— Task details —
Rewrite all the rows below, changing "integer pixel coordinates" to "whole-number pixel coordinates" and leaving everything else unchanged. Omit the pictures from your output.

-------- Task material

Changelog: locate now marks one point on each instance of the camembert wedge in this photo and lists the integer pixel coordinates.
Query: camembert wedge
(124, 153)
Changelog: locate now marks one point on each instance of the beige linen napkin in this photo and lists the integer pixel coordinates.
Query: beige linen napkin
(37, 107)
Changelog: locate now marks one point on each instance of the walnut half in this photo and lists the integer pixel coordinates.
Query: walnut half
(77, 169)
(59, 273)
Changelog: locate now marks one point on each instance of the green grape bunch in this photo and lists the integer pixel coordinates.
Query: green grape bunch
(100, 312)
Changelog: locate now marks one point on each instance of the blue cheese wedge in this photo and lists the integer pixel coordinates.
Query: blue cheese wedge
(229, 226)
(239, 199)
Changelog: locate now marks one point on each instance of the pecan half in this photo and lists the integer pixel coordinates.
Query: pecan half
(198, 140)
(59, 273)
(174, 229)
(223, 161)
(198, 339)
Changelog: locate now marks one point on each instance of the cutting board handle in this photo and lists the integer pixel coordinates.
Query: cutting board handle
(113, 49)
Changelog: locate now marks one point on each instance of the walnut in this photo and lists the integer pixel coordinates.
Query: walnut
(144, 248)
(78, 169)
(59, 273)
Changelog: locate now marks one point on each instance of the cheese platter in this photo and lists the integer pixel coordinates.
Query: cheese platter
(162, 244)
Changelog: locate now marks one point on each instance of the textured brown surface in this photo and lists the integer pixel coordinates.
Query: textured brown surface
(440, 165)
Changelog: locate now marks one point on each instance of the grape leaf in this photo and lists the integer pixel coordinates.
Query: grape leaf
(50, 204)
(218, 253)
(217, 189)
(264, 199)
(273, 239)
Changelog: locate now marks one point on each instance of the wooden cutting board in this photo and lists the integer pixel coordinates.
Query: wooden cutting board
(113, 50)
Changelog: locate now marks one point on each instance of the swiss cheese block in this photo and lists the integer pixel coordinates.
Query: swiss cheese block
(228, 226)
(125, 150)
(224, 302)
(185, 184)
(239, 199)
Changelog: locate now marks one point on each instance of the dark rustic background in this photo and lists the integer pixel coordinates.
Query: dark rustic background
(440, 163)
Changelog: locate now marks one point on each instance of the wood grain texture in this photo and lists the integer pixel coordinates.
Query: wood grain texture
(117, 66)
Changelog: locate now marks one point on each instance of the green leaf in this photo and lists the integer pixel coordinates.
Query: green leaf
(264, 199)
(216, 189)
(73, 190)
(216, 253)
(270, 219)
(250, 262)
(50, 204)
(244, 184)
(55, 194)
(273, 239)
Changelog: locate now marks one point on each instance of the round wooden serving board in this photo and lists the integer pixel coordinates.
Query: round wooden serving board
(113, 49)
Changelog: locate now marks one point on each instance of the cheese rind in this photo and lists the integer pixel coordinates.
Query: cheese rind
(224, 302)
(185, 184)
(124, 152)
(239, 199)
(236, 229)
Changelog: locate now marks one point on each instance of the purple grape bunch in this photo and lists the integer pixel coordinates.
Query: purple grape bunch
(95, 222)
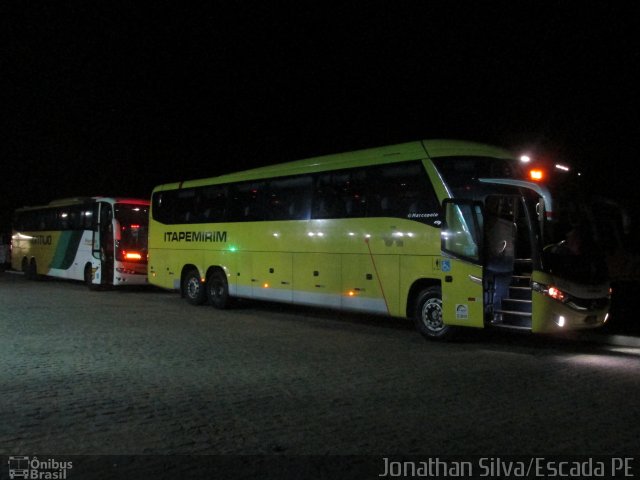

----------------

— Solution to this exercise —
Changelog: locate now marks one point on each instance of the camembert wedge in this photo and lists the whole-number pixel coordinates.
Query: camembert wedge
(124, 153)
Changelog: locate now marks one point on each instance of the beige linen napkin in this photo and lists the whole-number pixel coordinates.
Query: beige linen napkin
(37, 107)
Changelog: locate now marks one point on each instance of the walnut half in this photo and lists the whole-number pixel coordinates.
Query: walnut half
(77, 169)
(59, 273)
Changelog: locate now marks one point on each instance of the green grape bunch in this photo and lists the whole-number pixel coordinates.
Query: green grape bunch
(100, 312)
Changelog: locate now marks one point on each instance of the blue cheese wedge in this photo and lists the whole-number pixel coordinates.
Query: blue cheese wedge
(229, 226)
(239, 199)
Changelog: locate now marks one point on each instance of the pecan half in this photo and lists the whole-number pixel coordinates.
Query: pecan half
(198, 140)
(59, 273)
(174, 229)
(223, 161)
(198, 339)
Changelog: locate now marks one point on each instance of the cutting board handle in this photo and lists the whole-number pixel coordinates.
Query: cutting board handle
(113, 49)
Changelog: locate now marks one point on each instance of the walnut in this photo and lists the whole-number pixel coordinates.
Query: walnut
(144, 248)
(78, 169)
(59, 273)
Changelog: locate now marks one point on each instance of the cheese platter in this photo and lists the whole-number pixel coordinates.
Query: cheese platter
(162, 244)
Changelog: locate now marks one point on each instance of the textured brown surface in this photo and lists the whole-number pixel coordinates.
Query: textured brown surface
(440, 165)
Changelog: locate now marks one point on each instance of the grape leaf in this photo and lists the whole-number pixel coordinates.
Query: grape leaf
(50, 204)
(218, 253)
(217, 189)
(264, 199)
(273, 239)
Changelog: locate now marks one point on each instance of the wooden cutting board in this photo and lists the whole-number pixel coordinates.
Query: wooden cutting board
(113, 50)
Changelog: locate now marks one point on each instance of the swiss cheese block in this photo and lists the whole-number pixel coordinates.
Query: swiss cheese block
(228, 226)
(125, 150)
(224, 302)
(185, 184)
(239, 199)
Changelog: locate now marks one point on each instance of the dark rustic background in this photo and lists the whole-number pixel coordinates.
Query: dark rustic background
(440, 163)
Changelog: locate now marks one point on each instance of the wood grain texture in this photo and lists the whole-number pixel coordinates.
Query: wood grain texture
(117, 66)
Changelog: locate now marks one point on each instance of the green leaf in this photo and lists the whole-number pixel coordinates.
Query: green leaf
(264, 199)
(216, 189)
(73, 190)
(216, 253)
(270, 219)
(250, 262)
(50, 204)
(244, 184)
(55, 194)
(273, 239)
Changelog: locate now marks one point on each instance of the round wooden serving board in this photo and lists the whole-number pixel coordinates.
Query: round wooden serving board
(113, 49)
Changelog: locate now marks one point on each instance of the cheese rind in this photo and lists the whole-number pixel coordinates.
Query: cheese rind
(224, 302)
(185, 184)
(124, 152)
(239, 199)
(236, 229)
Changelog: locate now marks one point on each instance of the purple grape bunch in this photo and lists the whole-number pixel coordinates.
Query: purple grape bunch
(95, 222)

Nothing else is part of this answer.